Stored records
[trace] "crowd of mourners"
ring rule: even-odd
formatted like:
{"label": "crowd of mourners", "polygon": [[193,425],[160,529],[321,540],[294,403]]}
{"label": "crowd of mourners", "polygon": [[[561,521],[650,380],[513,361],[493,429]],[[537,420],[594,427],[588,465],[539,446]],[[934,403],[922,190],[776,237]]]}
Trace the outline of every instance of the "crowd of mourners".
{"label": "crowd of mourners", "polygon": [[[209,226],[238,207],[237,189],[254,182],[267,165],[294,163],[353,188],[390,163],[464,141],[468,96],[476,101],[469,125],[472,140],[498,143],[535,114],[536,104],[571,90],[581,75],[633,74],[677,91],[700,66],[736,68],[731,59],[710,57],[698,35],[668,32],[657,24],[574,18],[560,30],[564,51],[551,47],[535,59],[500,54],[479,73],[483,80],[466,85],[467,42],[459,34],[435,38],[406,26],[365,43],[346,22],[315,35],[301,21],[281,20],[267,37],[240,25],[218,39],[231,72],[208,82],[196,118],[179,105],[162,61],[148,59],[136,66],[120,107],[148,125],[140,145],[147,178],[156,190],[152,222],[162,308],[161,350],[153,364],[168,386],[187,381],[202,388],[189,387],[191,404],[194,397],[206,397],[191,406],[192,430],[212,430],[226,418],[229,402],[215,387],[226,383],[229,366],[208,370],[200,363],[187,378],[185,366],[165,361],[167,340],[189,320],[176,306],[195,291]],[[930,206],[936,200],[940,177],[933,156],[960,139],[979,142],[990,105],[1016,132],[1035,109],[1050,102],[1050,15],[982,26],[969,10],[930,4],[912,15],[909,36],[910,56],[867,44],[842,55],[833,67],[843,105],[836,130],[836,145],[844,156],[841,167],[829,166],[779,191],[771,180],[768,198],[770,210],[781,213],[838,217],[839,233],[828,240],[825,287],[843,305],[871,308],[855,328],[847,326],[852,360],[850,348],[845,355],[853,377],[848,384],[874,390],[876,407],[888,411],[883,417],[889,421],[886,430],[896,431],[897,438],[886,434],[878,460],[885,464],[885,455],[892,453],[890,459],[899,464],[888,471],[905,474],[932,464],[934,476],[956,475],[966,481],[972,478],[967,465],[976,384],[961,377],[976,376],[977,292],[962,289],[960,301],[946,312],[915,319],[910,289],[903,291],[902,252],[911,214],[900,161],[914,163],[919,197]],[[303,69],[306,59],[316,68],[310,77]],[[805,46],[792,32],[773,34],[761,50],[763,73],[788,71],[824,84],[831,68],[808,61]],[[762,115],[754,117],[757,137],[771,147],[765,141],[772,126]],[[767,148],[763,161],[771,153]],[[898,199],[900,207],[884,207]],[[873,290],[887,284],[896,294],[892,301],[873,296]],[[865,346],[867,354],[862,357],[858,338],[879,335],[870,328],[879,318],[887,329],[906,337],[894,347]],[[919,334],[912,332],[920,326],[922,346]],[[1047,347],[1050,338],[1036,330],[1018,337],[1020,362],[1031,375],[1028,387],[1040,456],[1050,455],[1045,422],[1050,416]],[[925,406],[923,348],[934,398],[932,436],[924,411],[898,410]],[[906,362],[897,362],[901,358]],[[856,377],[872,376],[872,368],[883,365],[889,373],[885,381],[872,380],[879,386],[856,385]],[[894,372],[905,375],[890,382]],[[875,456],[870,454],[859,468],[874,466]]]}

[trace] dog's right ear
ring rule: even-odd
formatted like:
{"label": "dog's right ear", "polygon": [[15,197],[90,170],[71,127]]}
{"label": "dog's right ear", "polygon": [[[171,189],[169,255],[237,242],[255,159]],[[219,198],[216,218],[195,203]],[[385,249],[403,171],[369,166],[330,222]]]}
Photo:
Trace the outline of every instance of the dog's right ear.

→ **Work required**:
Could you repeat the material above line for line, without changing anything?

→ **Output below**:
[trace] "crowd of mourners"
ring rule: even-odd
formatted like:
{"label": "crowd of mourners", "polygon": [[193,425],[160,529],[321,540],[294,403]]}
{"label": "crowd of mourners", "polygon": [[[561,521],[650,380],[513,361],[493,429]],[[537,420],[594,427],[588,465],[539,446]],[[934,403],[922,190],[776,237]]]}
Trace the outline of every instance of the "crowd of mourners".
{"label": "crowd of mourners", "polygon": [[[209,226],[238,207],[237,189],[254,182],[267,165],[294,163],[353,188],[390,163],[464,141],[468,96],[476,101],[469,125],[472,140],[498,143],[535,114],[536,104],[571,90],[581,75],[633,74],[677,91],[700,66],[736,68],[731,59],[710,57],[698,35],[668,32],[657,24],[574,18],[560,30],[564,51],[551,47],[535,59],[500,54],[479,73],[483,80],[466,85],[467,42],[459,34],[435,38],[406,26],[365,43],[346,22],[315,35],[301,21],[281,20],[267,37],[240,25],[218,39],[231,72],[208,82],[196,118],[179,105],[162,61],[148,59],[136,66],[120,107],[148,125],[140,145],[147,178],[156,190],[152,222],[162,308],[161,350],[153,364],[168,386],[187,381],[202,388],[189,387],[191,404],[194,397],[206,397],[191,406],[192,430],[212,430],[226,418],[229,402],[215,387],[226,383],[229,366],[208,370],[200,363],[187,378],[185,366],[165,361],[167,340],[189,320],[176,306],[195,291]],[[930,206],[936,200],[940,177],[933,156],[960,139],[979,142],[990,105],[1016,132],[1035,109],[1050,102],[1050,15],[982,26],[969,10],[930,4],[912,15],[909,36],[910,56],[867,44],[842,55],[833,67],[843,105],[836,130],[836,145],[844,156],[841,167],[829,166],[779,191],[771,180],[768,198],[770,210],[781,213],[838,217],[839,233],[828,240],[825,287],[843,305],[871,308],[855,328],[847,326],[852,360],[850,348],[845,355],[853,377],[848,384],[874,390],[876,407],[888,411],[883,417],[889,421],[886,430],[896,431],[897,438],[886,434],[878,460],[885,464],[885,455],[892,453],[890,459],[899,464],[888,471],[905,474],[932,464],[934,476],[956,475],[966,481],[972,478],[967,465],[976,384],[961,377],[976,376],[977,292],[962,289],[960,301],[946,312],[915,319],[910,289],[903,291],[902,252],[911,214],[900,161],[914,163],[919,197]],[[303,69],[306,59],[316,68],[310,77]],[[805,46],[792,32],[773,34],[761,50],[763,73],[788,71],[824,84],[831,68],[808,61]],[[762,115],[754,117],[757,137],[771,147],[765,141],[772,126]],[[767,148],[763,161],[771,153]],[[898,199],[900,207],[884,207]],[[873,290],[887,284],[896,294],[892,301],[873,296]],[[865,346],[867,354],[862,357],[858,338],[879,335],[870,328],[879,318],[887,329],[906,337],[894,347]],[[919,334],[912,332],[920,326],[922,346]],[[1047,347],[1050,338],[1036,330],[1018,337],[1020,362],[1031,375],[1028,387],[1040,456],[1050,455],[1045,422],[1050,416]],[[925,406],[923,348],[934,398],[932,436],[924,411],[898,410]],[[906,362],[897,362],[901,358]],[[856,377],[872,376],[872,368],[883,365],[889,373],[885,381],[872,380],[879,386],[856,385]],[[894,372],[905,375],[890,382]],[[875,456],[870,454],[859,468],[874,466]]]}

[trace] dog's right ear
ring rule: even-odd
formatted like:
{"label": "dog's right ear", "polygon": [[15,197],[90,170],[71,127]]}
{"label": "dog's right ear", "polygon": [[[171,189],[169,255],[237,242],[255,159]],[[219,198],[216,218],[195,203]],[[385,249],[403,171],[369,166],[330,222]]]}
Photo:
Trace the outline of every instance of the dog's right ear.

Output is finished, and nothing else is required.